Records from a dataset
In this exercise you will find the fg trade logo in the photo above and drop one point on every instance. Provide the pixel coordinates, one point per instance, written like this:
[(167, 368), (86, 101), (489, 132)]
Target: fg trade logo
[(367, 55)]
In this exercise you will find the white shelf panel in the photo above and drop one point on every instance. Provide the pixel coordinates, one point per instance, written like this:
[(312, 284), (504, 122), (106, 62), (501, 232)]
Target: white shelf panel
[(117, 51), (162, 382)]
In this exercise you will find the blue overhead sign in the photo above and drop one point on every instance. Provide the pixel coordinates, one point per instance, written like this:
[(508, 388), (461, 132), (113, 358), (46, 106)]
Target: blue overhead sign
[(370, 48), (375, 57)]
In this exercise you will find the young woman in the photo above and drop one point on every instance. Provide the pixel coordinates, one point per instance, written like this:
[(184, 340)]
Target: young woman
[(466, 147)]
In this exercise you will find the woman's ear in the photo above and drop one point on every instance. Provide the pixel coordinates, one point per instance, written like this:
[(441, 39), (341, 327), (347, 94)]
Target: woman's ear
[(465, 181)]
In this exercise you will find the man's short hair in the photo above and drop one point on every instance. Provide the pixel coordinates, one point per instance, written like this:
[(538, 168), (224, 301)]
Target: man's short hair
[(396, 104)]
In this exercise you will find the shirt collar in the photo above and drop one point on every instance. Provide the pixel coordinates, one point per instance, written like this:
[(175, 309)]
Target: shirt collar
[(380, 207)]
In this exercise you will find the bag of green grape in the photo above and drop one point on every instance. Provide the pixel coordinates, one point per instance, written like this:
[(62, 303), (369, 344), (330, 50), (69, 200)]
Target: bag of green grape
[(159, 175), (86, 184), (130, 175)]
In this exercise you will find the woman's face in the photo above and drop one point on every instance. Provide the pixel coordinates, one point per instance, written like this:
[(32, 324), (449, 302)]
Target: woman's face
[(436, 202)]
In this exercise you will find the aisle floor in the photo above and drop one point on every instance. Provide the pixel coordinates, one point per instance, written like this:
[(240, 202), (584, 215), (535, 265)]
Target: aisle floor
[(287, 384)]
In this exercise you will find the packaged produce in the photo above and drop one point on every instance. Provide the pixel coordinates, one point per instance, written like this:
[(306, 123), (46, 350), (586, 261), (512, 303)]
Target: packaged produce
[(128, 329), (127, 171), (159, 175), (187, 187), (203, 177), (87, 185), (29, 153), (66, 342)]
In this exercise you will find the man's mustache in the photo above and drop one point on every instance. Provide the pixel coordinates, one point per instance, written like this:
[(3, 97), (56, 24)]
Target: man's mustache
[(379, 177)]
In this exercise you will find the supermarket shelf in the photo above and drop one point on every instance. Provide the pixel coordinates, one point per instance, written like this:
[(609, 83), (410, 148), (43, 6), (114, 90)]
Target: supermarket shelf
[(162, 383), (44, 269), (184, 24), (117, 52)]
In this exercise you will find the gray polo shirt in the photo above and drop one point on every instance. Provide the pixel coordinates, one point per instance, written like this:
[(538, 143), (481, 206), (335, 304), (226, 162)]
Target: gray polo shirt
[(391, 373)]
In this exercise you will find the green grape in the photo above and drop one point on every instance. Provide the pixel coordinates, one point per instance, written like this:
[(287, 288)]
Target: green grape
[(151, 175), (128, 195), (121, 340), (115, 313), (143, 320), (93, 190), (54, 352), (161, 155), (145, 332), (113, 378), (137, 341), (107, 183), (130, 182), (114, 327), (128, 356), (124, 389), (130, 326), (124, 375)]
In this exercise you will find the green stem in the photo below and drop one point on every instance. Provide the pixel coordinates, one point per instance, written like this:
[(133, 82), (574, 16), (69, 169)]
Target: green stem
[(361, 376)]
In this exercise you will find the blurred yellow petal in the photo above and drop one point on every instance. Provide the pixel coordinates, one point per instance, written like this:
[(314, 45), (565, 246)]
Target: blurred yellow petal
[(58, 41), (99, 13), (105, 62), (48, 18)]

**GIVEN REQUEST**
Return, word for word, the lines from the start of the rows above through the line containing "[(367, 55)]", including both.

**SOLVED EXERCISE**
In this exercise you will find the fg trade logo in the photo above and drop one point on every instance. Provide the pixel coordinates, one point per instance, written like this:
[(167, 368), (86, 101), (489, 132)]
Target: fg trade logo
[(367, 55)]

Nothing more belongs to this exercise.